EXERCISE REQUIREMENTS>
Make an exact copy of the records, omitting all images.
******
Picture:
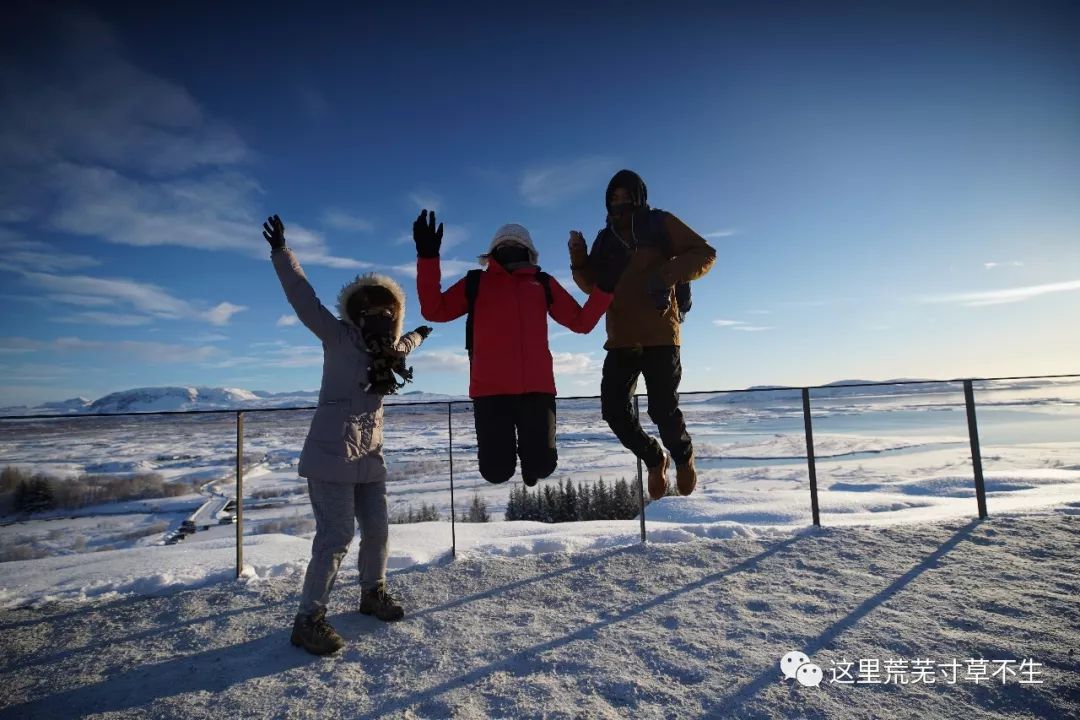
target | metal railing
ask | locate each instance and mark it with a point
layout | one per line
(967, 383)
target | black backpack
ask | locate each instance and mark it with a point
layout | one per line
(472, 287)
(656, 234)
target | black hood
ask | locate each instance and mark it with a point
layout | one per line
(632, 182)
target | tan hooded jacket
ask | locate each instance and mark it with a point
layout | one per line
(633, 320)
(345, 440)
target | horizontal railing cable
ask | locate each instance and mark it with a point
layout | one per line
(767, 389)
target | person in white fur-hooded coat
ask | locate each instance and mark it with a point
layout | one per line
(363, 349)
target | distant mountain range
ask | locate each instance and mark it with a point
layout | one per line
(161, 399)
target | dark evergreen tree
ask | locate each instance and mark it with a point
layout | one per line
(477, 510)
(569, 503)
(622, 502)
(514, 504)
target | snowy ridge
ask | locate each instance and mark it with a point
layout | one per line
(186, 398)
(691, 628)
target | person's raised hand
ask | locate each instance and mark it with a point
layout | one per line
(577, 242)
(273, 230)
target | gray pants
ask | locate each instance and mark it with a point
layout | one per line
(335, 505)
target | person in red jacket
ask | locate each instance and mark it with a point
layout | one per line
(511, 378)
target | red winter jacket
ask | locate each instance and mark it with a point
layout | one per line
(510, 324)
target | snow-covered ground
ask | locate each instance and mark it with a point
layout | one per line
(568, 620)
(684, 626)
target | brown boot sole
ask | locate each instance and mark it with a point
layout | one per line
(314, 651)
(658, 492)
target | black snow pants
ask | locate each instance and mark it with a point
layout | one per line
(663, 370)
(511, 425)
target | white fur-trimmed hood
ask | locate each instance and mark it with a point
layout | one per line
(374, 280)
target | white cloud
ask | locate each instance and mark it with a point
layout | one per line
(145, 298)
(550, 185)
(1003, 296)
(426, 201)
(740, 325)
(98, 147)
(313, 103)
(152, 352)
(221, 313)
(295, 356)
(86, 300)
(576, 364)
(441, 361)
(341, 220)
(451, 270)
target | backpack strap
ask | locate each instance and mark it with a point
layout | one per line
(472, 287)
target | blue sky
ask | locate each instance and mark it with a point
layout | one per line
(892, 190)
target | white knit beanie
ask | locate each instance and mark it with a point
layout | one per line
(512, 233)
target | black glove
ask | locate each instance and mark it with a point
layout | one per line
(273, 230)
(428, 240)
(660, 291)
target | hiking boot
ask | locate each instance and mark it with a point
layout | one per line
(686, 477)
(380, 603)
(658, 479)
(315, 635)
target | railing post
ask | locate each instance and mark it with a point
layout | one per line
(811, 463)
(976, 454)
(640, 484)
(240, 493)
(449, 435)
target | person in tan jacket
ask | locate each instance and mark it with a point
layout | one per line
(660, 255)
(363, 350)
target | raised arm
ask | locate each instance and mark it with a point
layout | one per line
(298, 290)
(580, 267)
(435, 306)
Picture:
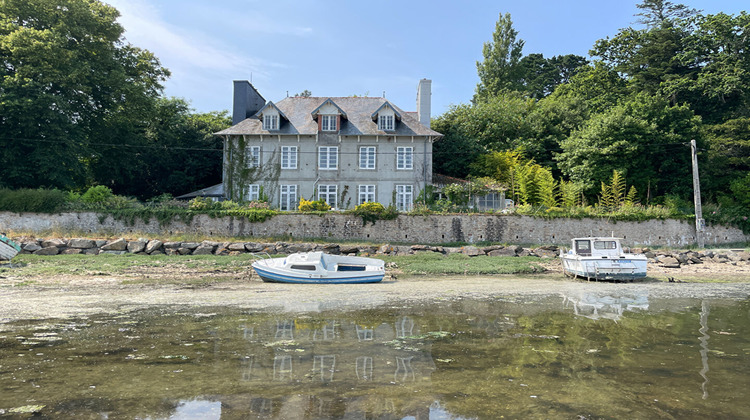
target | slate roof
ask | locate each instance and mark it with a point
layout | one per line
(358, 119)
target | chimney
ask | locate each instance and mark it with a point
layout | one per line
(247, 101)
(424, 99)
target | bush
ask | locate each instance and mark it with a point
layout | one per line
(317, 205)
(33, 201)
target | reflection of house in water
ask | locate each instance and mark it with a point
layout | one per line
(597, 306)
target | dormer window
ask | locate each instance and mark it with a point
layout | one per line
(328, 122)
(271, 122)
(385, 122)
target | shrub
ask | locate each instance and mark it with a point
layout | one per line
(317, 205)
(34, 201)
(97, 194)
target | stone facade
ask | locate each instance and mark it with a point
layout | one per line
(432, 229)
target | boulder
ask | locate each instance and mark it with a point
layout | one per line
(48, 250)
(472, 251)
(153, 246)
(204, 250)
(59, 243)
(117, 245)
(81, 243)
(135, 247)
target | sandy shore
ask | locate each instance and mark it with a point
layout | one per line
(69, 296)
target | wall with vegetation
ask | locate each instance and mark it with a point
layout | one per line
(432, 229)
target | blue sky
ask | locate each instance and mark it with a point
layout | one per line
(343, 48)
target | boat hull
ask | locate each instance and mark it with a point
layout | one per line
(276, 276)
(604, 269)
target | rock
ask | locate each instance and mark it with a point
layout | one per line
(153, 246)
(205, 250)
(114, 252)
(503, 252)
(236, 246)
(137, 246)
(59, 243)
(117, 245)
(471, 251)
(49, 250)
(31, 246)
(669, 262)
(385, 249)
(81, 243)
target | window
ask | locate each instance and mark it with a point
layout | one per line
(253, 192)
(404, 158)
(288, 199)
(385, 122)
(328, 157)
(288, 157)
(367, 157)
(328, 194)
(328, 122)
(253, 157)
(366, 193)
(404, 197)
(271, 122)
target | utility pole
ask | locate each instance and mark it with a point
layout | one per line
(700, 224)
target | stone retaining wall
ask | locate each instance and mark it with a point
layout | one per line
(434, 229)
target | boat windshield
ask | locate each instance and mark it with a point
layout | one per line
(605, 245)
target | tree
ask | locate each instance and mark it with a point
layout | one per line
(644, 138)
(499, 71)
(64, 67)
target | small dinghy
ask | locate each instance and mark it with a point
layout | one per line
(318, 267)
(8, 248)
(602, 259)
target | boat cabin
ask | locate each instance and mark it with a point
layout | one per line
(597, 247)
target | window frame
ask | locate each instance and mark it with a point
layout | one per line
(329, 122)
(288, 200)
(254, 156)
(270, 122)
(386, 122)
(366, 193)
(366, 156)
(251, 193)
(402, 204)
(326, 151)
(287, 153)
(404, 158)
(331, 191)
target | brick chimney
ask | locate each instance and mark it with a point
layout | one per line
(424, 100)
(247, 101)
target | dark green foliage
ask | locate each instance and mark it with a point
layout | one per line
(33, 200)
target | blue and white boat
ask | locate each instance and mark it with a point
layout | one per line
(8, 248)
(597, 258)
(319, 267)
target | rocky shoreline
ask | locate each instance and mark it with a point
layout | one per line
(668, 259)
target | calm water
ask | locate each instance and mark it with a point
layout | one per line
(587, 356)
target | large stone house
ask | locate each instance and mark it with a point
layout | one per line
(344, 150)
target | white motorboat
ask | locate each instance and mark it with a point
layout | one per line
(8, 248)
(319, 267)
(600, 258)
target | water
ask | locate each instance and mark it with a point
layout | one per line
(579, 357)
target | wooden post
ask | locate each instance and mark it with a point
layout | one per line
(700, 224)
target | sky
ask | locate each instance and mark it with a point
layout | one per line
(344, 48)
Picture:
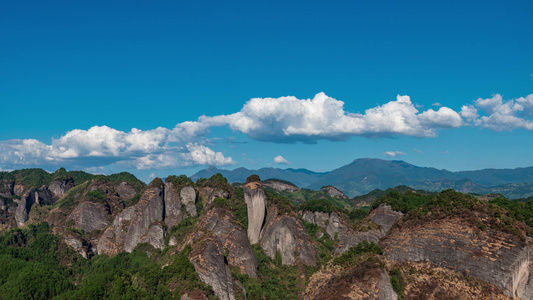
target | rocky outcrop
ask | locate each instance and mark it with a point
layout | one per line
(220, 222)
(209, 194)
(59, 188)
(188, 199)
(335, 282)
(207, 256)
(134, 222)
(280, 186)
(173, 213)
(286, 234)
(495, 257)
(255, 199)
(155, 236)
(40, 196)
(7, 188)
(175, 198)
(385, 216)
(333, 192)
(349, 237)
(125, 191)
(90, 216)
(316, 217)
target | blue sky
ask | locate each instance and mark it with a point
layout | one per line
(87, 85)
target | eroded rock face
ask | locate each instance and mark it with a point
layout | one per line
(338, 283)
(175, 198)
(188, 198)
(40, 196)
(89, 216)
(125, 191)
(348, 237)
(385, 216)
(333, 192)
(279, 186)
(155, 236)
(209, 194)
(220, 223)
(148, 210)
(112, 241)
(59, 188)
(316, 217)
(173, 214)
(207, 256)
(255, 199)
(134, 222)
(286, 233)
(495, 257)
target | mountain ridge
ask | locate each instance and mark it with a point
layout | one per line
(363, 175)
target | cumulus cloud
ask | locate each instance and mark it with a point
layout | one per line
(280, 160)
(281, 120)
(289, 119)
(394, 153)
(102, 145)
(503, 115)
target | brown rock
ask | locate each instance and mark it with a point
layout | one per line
******
EXERCISE ANSWER>
Picture:
target | metal railing
ask | locate each instance and mark it with a point
layout | one per line
(967, 383)
target | black backpack
ask | locate each instance and mark it with a point
layout | one per line
(472, 287)
(656, 234)
target | black hood
ask | locate each instance and mark it with a point
layout | one per line
(632, 182)
target | tan hooded jacket
ask | locate each instance and mark it with a point
layout | one per line
(633, 320)
(345, 440)
target | horizontal railing cable
ask | locate each instance and mark it with a point
layout | one per line
(767, 389)
target | person in white fur-hooded coat
ask | locate each instance and mark it with a point
layout | one per line
(363, 349)
target | distant mountain range
ask | locate each instance and mark it with a point
layout | one per line
(161, 399)
target | dark evergreen tree
ask | locate each instance and mark it with a point
layout | one per line
(477, 510)
(569, 503)
(622, 502)
(514, 504)
target | snowy ridge
ask | locate each instance and mark it with a point
layout | one per line
(186, 398)
(691, 628)
target | person's raised hand
ask | locate each instance and mark it with a point
layout | one per line
(577, 242)
(273, 230)
target | gray pants
ask | locate each instance and mark it with a point
layout | one per line
(335, 505)
target | person in red jacket
ask | locate each instance and mark it with a point
layout | one per line
(511, 378)
target | red winter jacket
ask | locate each instance and mark it with a point
layout | one per line
(510, 324)
target | snow-covered ground
ask | locate each instance and mark it with a point
layout | one per line
(568, 620)
(684, 626)
target | brown boot sole
ask | locate each instance and mark it with a point
layout | one per line
(314, 651)
(658, 492)
target | black snow pants
ask | locate each instance and mark it with a point
layout | one per line
(663, 370)
(511, 425)
target | white fur-trimmed hood
ask | locate each instance and mark it with a point
layout | one per line
(374, 280)
target | white cloud
ask | locate each instance and mark it with a point
layout | one per line
(145, 298)
(550, 185)
(1003, 296)
(426, 201)
(740, 325)
(98, 147)
(313, 103)
(152, 352)
(221, 313)
(295, 356)
(86, 300)
(576, 364)
(441, 361)
(341, 220)
(451, 270)
target | backpack strap
ask | locate each instance and mark it with a point
layout | one per line
(472, 287)
target | blue sky
ask | locate each instance and mark it with a point
layout | one per line
(892, 190)
target | white knit beanie
ask | locate each instance and mark it with a point
layout | one per line
(512, 233)
target | black glove
ask | locate each instance and mark it with a point
layout | one per line
(273, 230)
(428, 240)
(660, 291)
target | hiking boot
ask | locate each instance and mark it with a point
layout | one per line
(686, 477)
(380, 603)
(658, 479)
(315, 635)
target | railing post
ask | locate each instance and mark it with a point
layout | one per line
(811, 463)
(976, 454)
(640, 484)
(240, 493)
(449, 435)
target | person in tan jacket
ask | locate each instance and mark it with a point
layout | one per line
(660, 255)
(363, 350)
target | raised arm
ask | locate each instance and mark it with a point
layout | one per line
(298, 290)
(580, 267)
(435, 306)
Picture:
target | slate roof
ask | locate each instance and mark it with a point
layout | one per line
(358, 119)
target | chimney
ask | locate each instance and mark it with a point
layout | one per line
(247, 101)
(424, 99)
target | bush
ask | locate each instance and mark it with a point
layout | one per line
(317, 205)
(33, 201)
target | reflection of house in water
ask | locate each instance and mark it with a point
layout | one per line
(597, 306)
target | dormer window
ask | locate each instance and mark it with a point
layout | one per line
(328, 122)
(271, 122)
(385, 122)
target | shrub
ask | locate each instance and mark it with a point
layout | one per line
(317, 205)
(34, 201)
(97, 194)
target | stone facade
ask | locate each instance and mark it with a point
layout | one per line
(432, 229)
target | boulder
ask | locate each instance and mark it with a point
layout | one per line
(48, 250)
(472, 251)
(153, 246)
(204, 250)
(59, 243)
(117, 245)
(81, 243)
(135, 247)
target | sandy shore
ask | locate each instance and mark it with a point
layout | one per line
(69, 296)
target | wall with vegetation
ask | locate each instance and mark it with a point
layout | one per line
(432, 229)
target | blue sky
ask | locate each instance and mark it with a point
layout | one per line
(343, 48)
target | boat hull
ask | locate each instance and mark it with a point
layout | one per line
(276, 276)
(604, 269)
target | rock
ask | locate each instance and mark it with a point
layout | one per line
(153, 246)
(205, 250)
(114, 252)
(503, 252)
(236, 246)
(137, 246)
(59, 243)
(117, 245)
(471, 251)
(49, 250)
(31, 246)
(669, 262)
(385, 249)
(81, 243)
target | window
ask | locate each instance and mark it with a point
layout | one per line
(253, 192)
(404, 158)
(288, 199)
(385, 122)
(328, 157)
(288, 157)
(367, 157)
(328, 194)
(328, 122)
(253, 157)
(366, 193)
(404, 197)
(271, 122)
target | utility pole
ask | locate each instance and mark it with a point
layout | one per line
(700, 224)
target | stone retaining wall
ask | locate each instance and mark it with a point
layout | one per line
(434, 229)
target | boat windshield
ask | locate each instance and mark it with a point
layout | one per line
(605, 245)
target | tree
ask | locate each instance and mark it with a point
layout | one per line
(644, 138)
(499, 71)
(64, 67)
target | small dinghy
ask | locate each instance and mark it with a point
layout | one per line
(318, 267)
(8, 248)
(602, 259)
target | boat cabin
ask | locate each instance and mark it with a point
layout | one per line
(597, 247)
target | window frame
ask | locate each instance and mark it with a point
layout | one per line
(329, 122)
(288, 200)
(254, 156)
(270, 122)
(386, 122)
(366, 193)
(366, 156)
(251, 193)
(402, 204)
(326, 151)
(287, 153)
(404, 158)
(331, 191)
target | brick chimney
ask | locate each instance and mark it with a point
layout | one per line
(424, 100)
(247, 101)
target | dark green foliage
ask | locate each instance and mark it with a point
layout | one per line
(33, 200)
target | blue and white boat
ask | locate each instance and mark it with a point
layout | one per line
(8, 248)
(597, 258)
(319, 267)
target | rocky shoreline
ask | locate each instance and mark it with a point
layout | one per line
(668, 259)
target | calm water
ask | locate each instance and mark it with a point
layout | one per line
(587, 356)
target | large stone house
ask | locate each instance and mark it with a point
layout | one per line
(344, 150)
target | white motorboat
ask | locate each instance and mark it with a point
layout | one per line
(8, 248)
(319, 267)
(600, 258)
target | water
ask | locate each instance and mark it with a point
layout | one per line
(579, 357)
target | wooden post
ask | locate each instance and mark it with a point
layout | one per line
(700, 224)
target | sky
ask | locate each instance and mark it with a point
layout | one per line
(344, 48)
Picture:
target | rocky outcrop
ask | locate each instance and mark it with a point
layout | one per line
(220, 222)
(209, 194)
(59, 188)
(188, 199)
(335, 282)
(207, 256)
(134, 222)
(280, 186)
(173, 213)
(286, 234)
(495, 257)
(255, 199)
(155, 236)
(40, 196)
(7, 188)
(175, 198)
(385, 216)
(333, 192)
(349, 237)
(125, 191)
(90, 216)
(316, 217)
target | blue sky
ask | locate each instance and mark it with a point
layout | one per line
(87, 85)
target | eroded rock face
ask | locate each instance and mark it with a point
layout | one per line
(338, 283)
(175, 198)
(188, 198)
(40, 196)
(89, 216)
(125, 191)
(348, 237)
(385, 216)
(333, 192)
(279, 186)
(155, 236)
(209, 194)
(220, 223)
(148, 210)
(112, 241)
(59, 188)
(316, 217)
(173, 214)
(207, 256)
(255, 199)
(134, 222)
(286, 233)
(495, 257)
target | mountain ridge
ask | locate each instance and mark it with a point
layout | one per line
(363, 175)
target | cumulus cloud
ask | locate each instance and mark it with a point
layout | one per line
(280, 160)
(281, 120)
(289, 119)
(394, 153)
(102, 145)
(503, 115)
target | brown rock
ask | locate each instance and mark it with a point
layout | one per line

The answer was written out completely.